Object position labeling entries:
**********
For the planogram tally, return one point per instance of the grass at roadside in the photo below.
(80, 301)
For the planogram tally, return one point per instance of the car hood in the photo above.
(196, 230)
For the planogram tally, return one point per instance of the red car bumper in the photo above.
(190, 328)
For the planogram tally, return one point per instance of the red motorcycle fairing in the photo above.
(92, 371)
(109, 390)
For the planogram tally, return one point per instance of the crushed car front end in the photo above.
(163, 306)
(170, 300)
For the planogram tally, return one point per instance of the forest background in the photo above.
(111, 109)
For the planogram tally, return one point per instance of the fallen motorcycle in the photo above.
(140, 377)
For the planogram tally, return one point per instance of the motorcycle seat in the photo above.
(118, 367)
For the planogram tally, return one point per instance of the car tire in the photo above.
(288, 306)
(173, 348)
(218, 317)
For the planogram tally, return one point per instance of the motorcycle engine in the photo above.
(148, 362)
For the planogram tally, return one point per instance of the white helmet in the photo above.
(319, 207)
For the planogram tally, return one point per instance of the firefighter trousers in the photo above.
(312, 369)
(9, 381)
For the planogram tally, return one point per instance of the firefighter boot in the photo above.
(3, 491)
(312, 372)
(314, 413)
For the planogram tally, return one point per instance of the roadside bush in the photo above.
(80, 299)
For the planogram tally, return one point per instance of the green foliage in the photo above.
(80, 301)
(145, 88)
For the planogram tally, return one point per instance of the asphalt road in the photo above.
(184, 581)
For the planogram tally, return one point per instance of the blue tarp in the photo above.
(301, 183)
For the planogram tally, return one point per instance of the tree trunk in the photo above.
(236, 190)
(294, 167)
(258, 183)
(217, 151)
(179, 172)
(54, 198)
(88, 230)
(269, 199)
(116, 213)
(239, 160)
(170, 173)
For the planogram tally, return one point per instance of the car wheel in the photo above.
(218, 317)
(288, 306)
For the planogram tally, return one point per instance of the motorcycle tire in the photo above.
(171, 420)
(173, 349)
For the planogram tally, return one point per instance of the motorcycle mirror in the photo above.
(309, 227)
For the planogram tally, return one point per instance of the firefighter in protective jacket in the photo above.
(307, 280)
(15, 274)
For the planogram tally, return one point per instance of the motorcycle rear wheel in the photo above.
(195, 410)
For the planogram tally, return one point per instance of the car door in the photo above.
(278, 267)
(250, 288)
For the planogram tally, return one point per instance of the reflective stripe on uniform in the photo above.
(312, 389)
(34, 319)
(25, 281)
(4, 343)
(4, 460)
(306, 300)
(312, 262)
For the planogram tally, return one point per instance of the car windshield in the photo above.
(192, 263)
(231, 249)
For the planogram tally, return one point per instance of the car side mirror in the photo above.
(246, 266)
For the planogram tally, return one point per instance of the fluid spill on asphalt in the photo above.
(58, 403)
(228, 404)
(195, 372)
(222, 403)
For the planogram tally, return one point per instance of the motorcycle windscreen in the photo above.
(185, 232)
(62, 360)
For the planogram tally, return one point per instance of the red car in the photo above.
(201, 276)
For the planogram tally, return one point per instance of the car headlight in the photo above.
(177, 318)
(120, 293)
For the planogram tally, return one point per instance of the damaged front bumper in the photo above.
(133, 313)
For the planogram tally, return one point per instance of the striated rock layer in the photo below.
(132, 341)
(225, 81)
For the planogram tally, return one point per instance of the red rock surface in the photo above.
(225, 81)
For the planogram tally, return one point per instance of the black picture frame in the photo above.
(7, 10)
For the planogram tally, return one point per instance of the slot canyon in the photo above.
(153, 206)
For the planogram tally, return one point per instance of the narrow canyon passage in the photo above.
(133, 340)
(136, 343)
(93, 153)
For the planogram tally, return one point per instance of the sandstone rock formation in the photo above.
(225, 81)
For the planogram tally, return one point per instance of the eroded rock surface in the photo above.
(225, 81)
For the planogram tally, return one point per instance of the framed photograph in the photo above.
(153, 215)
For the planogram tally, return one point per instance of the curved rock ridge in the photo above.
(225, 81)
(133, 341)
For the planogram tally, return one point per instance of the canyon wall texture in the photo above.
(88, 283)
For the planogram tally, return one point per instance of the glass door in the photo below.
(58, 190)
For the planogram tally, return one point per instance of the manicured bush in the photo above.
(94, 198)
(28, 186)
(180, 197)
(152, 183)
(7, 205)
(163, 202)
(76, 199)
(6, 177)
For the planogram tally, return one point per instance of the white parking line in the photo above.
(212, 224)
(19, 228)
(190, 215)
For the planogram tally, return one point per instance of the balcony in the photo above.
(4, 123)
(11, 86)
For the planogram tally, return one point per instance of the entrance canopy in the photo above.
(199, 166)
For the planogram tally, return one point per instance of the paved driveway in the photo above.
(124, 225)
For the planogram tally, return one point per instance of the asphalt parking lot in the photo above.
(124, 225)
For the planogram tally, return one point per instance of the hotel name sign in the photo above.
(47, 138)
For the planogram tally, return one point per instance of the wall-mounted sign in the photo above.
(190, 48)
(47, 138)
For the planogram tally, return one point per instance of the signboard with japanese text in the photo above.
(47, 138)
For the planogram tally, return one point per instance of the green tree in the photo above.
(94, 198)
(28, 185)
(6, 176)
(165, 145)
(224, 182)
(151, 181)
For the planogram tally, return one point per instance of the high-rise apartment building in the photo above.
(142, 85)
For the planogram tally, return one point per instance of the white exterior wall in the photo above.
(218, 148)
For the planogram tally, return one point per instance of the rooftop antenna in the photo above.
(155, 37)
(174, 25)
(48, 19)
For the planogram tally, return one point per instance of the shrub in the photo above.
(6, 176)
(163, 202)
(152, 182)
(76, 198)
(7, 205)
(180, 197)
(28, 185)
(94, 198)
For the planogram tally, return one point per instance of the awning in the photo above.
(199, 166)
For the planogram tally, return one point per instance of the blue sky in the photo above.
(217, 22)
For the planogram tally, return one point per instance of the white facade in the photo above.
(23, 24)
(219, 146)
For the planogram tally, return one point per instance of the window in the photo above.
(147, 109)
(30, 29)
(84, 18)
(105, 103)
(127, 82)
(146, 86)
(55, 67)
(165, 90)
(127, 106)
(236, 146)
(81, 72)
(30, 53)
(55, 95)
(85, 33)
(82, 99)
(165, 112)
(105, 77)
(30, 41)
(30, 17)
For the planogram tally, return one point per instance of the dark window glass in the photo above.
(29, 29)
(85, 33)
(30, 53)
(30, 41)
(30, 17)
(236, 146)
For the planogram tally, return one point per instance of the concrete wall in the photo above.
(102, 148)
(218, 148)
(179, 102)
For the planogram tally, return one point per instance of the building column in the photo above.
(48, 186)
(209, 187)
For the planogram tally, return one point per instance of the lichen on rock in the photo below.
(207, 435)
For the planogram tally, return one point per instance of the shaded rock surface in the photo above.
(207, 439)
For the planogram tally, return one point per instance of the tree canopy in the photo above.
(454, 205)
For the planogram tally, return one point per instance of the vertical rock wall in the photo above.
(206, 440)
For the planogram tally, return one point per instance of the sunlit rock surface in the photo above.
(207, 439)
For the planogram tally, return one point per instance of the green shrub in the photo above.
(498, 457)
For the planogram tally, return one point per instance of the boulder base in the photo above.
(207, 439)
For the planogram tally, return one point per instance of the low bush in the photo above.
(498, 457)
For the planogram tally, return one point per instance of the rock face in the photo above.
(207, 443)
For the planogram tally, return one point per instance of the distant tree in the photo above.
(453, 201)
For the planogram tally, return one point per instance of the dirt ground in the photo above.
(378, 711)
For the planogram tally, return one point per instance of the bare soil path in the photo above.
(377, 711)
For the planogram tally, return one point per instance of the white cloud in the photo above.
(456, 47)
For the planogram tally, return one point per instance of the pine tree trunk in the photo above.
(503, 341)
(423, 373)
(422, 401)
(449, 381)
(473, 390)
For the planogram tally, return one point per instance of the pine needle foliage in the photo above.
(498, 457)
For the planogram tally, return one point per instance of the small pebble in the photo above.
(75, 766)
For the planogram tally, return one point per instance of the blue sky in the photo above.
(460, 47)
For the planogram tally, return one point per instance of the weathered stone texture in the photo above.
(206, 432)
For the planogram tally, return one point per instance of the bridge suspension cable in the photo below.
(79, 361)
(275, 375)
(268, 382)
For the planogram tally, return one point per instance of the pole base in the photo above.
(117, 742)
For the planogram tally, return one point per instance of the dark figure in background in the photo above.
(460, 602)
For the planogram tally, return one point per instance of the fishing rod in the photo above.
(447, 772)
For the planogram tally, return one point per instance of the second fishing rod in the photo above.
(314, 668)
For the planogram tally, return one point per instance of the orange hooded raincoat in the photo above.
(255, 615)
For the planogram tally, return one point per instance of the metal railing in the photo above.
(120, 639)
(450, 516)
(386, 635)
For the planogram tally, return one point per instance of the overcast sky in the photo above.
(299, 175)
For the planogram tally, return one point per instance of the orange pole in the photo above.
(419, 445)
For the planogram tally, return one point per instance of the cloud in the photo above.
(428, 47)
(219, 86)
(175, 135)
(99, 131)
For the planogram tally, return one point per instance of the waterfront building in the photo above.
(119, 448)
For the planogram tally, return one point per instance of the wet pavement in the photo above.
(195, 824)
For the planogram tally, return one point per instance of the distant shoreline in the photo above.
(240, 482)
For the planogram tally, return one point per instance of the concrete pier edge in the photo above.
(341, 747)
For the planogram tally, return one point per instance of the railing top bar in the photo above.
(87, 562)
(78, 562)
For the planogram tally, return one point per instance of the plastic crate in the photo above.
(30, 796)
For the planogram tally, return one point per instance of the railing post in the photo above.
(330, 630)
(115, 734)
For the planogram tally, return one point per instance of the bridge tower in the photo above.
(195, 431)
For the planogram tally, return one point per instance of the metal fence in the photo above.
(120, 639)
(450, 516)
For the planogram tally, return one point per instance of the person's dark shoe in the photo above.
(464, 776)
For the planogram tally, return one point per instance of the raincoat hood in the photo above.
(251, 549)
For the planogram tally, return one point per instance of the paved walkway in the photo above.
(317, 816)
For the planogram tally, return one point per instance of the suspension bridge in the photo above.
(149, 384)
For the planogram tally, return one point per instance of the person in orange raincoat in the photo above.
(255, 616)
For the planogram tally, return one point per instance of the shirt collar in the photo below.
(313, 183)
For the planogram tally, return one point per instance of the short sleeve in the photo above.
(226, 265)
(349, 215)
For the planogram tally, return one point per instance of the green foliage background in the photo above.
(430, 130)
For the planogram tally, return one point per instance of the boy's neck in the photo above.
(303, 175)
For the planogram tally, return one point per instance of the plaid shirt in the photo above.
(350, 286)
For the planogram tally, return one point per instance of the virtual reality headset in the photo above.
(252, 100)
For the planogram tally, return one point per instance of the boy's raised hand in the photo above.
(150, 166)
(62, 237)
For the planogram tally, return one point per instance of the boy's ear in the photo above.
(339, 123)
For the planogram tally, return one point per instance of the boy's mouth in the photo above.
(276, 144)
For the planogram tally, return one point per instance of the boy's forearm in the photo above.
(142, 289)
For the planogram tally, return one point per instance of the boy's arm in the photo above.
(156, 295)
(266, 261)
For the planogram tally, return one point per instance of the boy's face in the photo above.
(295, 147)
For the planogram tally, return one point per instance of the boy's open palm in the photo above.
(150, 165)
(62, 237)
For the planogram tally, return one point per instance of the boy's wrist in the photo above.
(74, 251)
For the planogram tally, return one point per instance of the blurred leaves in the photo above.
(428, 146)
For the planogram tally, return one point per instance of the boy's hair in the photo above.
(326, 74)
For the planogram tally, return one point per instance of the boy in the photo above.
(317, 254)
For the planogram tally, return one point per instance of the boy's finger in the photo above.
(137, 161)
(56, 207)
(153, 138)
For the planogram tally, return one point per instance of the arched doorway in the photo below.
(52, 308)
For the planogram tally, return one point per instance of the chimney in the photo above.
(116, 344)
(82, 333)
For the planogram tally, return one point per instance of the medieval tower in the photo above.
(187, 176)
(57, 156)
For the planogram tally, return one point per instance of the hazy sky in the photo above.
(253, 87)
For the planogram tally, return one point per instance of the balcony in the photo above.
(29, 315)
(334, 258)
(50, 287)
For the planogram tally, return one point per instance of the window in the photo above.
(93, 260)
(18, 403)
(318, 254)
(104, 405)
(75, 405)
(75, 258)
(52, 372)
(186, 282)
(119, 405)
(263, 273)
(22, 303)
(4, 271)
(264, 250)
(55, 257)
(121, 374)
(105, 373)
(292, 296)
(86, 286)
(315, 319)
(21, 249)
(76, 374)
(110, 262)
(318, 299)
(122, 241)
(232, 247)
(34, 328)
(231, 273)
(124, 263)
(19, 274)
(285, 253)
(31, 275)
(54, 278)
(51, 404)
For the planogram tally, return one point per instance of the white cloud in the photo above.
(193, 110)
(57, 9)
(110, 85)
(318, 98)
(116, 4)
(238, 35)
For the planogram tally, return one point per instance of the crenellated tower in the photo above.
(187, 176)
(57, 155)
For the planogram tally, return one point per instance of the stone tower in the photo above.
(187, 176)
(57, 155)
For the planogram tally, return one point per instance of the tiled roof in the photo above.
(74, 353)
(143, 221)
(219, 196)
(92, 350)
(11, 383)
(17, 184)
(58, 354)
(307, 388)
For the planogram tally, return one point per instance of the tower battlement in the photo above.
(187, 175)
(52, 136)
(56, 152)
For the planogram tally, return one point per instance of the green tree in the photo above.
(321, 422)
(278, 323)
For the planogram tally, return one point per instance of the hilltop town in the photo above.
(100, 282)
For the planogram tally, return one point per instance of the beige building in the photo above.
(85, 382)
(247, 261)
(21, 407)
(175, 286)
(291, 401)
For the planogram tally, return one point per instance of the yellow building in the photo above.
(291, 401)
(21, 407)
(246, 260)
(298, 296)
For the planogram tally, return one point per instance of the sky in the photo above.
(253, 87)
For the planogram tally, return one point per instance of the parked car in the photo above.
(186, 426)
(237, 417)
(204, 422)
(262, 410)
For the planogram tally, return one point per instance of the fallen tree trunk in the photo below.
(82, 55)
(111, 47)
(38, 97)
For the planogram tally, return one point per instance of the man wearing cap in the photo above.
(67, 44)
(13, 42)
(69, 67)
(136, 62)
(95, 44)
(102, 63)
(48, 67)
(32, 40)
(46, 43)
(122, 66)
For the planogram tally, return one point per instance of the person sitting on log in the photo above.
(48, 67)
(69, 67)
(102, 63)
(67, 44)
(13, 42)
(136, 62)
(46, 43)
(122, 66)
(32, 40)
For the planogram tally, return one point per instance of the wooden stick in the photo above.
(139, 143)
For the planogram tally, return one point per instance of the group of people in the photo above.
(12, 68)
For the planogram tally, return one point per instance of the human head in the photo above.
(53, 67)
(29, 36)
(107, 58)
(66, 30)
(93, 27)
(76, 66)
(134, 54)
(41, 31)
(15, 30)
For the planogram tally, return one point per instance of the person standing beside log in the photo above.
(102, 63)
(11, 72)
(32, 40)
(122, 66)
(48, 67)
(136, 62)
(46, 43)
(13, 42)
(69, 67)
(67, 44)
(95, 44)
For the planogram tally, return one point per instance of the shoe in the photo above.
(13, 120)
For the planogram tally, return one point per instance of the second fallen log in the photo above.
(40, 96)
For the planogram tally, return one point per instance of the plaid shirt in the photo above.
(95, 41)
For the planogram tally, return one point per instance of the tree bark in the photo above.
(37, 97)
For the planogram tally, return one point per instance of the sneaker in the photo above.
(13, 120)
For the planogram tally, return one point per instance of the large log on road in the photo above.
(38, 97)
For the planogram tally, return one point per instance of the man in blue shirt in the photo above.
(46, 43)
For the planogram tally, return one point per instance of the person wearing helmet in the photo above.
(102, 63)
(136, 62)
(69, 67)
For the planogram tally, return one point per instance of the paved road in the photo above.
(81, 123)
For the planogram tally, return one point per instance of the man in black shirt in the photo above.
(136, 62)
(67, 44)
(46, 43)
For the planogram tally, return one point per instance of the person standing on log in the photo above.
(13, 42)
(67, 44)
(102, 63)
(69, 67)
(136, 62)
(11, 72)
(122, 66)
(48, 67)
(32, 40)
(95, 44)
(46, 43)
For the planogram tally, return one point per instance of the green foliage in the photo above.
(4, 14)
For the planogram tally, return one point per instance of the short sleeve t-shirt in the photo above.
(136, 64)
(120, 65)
**********
What to do: Reproduce exactly the lines from the one with "beside log in the photo above." through the end of the entries above, both ends included.

Problem solution:
For the planogram tally, return one point per instance of the person standing beside log in the photo above.
(102, 63)
(11, 72)
(32, 40)
(122, 66)
(48, 67)
(136, 62)
(46, 43)
(13, 42)
(69, 67)
(67, 44)
(95, 44)
For the planogram tally, return one point per instance of the shoe in the photo above.
(13, 120)
For the planogram tally, return one point per instance of the second fallen log in the photo above.
(40, 96)
For the planogram tally, return one point per instance of the plaid shirt in the photo above.
(95, 41)
For the planogram tally, return one point per instance of the tree bark in the photo above.
(37, 97)
For the planogram tally, return one point per instance of the sneaker in the photo above.
(13, 120)
For the planogram tally, return one point per instance of the large log on road in the photo above.
(38, 97)
For the planogram tally, return one point per instance of the man in blue shirt in the photo above.
(46, 43)
For the planogram tally, return one point per instance of the person wearing helmet in the photo above.
(102, 63)
(136, 62)
(69, 67)
For the planogram tally, return one point per instance of the paved road in the photo above.
(81, 123)
For the planogram tally, return one point per instance of the man in black shirt in the photo above.
(136, 62)
(67, 44)
(46, 43)
For the planogram tally, return one point per instance of the person standing on log in the photo above.
(13, 42)
(67, 44)
(102, 63)
(69, 67)
(136, 62)
(11, 72)
(122, 66)
(48, 67)
(32, 40)
(95, 44)
(46, 43)
For the planogram tally, return one point per instance of the green foliage in the photo above.
(4, 14)
For the planogram tally, return one point per instance of the short sleeve t-shirt in the photo above.
(136, 64)
(120, 65)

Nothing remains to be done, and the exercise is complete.